(Dataset rows)
## START

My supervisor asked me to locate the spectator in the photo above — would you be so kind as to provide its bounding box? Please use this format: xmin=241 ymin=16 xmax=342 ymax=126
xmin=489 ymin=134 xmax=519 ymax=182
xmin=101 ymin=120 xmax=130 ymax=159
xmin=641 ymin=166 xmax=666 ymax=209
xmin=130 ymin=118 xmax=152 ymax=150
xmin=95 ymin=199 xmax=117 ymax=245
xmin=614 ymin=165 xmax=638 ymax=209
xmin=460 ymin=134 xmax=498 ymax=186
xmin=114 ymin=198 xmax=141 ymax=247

## END

TASK –
Reproduce every row above word for word, with no changes.

COMPLETED TASK –
My supervisor asked me to locate the spectator in the photo above — would you be so kind as to provide its bounding box? Please use this format: xmin=241 ymin=16 xmax=342 ymax=126
xmin=489 ymin=134 xmax=519 ymax=182
xmin=101 ymin=120 xmax=130 ymax=159
xmin=641 ymin=166 xmax=666 ymax=209
xmin=130 ymin=118 xmax=152 ymax=150
xmin=95 ymin=199 xmax=117 ymax=245
xmin=614 ymin=165 xmax=638 ymax=209
xmin=460 ymin=134 xmax=498 ymax=186
xmin=114 ymin=198 xmax=141 ymax=247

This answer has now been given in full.